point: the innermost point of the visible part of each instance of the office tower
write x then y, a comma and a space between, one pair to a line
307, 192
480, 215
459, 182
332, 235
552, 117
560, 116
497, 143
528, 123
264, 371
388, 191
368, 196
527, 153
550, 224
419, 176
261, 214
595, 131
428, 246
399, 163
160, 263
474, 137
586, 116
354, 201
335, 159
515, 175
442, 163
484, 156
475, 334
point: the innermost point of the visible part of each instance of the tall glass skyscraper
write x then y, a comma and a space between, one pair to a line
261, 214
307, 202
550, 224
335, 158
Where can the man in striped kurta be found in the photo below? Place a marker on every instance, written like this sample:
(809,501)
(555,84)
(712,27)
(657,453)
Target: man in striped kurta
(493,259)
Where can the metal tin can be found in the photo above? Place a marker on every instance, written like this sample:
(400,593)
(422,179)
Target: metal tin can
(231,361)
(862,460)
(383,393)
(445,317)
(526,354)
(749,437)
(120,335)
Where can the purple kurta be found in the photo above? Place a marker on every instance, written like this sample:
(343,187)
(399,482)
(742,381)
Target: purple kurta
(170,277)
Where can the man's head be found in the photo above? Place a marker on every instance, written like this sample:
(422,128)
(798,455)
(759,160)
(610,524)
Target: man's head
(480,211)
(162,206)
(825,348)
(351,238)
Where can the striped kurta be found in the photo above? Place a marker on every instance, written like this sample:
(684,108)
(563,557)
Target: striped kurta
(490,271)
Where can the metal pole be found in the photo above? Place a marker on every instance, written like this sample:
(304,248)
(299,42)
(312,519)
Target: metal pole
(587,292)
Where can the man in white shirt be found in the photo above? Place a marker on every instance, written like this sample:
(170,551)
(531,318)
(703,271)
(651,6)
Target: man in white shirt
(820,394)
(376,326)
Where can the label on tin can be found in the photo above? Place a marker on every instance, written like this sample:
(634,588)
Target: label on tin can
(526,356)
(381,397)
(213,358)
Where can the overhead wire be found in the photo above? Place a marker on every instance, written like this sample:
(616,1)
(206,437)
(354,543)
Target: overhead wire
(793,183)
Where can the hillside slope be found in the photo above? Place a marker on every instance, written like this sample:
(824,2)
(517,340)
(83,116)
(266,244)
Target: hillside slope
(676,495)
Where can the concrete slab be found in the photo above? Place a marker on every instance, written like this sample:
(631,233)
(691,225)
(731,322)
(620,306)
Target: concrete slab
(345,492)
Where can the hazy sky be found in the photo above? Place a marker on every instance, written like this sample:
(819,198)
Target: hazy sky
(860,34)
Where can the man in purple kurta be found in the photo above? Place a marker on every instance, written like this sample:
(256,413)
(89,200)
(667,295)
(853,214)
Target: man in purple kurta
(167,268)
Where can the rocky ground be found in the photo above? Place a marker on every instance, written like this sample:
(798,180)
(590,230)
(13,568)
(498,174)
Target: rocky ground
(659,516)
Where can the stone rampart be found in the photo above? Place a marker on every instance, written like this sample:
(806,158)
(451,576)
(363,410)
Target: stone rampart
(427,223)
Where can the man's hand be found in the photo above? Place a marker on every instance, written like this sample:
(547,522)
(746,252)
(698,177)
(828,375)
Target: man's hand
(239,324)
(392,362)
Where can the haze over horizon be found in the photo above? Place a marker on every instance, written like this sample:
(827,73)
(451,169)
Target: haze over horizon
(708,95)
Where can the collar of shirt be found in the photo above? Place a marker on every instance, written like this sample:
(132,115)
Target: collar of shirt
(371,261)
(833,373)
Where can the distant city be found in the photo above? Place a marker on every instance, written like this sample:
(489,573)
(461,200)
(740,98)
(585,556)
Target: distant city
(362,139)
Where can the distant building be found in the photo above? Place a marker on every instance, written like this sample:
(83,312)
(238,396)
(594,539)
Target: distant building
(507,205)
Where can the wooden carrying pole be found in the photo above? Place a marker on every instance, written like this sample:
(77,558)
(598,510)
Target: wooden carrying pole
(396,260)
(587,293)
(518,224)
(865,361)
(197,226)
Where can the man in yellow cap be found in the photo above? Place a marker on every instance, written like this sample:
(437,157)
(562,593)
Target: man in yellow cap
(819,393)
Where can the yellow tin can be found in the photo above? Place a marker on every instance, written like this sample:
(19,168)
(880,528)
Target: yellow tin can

────────────────────

● Exercise directions:
Look through the data and gather every line with the string "point" in it.

● Output for this exercise:
point: the innermost point of the visible part of each instance of the office tower
point: the innermost point of the visible part of each instance of the tall glass skyscraper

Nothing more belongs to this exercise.